> [Short task] Repeat the records below word for word, omitting the pictures.

Records taken from a data source
* * * * * * * * *
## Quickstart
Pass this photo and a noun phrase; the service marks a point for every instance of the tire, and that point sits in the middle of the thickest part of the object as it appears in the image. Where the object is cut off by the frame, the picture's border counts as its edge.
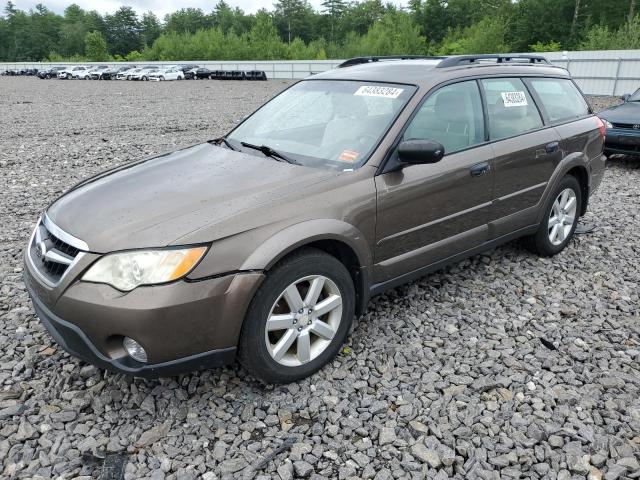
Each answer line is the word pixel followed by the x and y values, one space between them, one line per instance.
pixel 541 242
pixel 258 349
* * * * * * * * *
> [In response]
## Quickstart
Pass this photo and a noun phrase; the service marks a point for every instance of the tire, and that point sits in the middle of the thickest part of the object as it appears in the image. Where the object is cut off by the frame, the picture's border counts as its edge.
Each answer line is the word pixel followed by the x and y values, one space between them, one line per instance.
pixel 541 242
pixel 258 349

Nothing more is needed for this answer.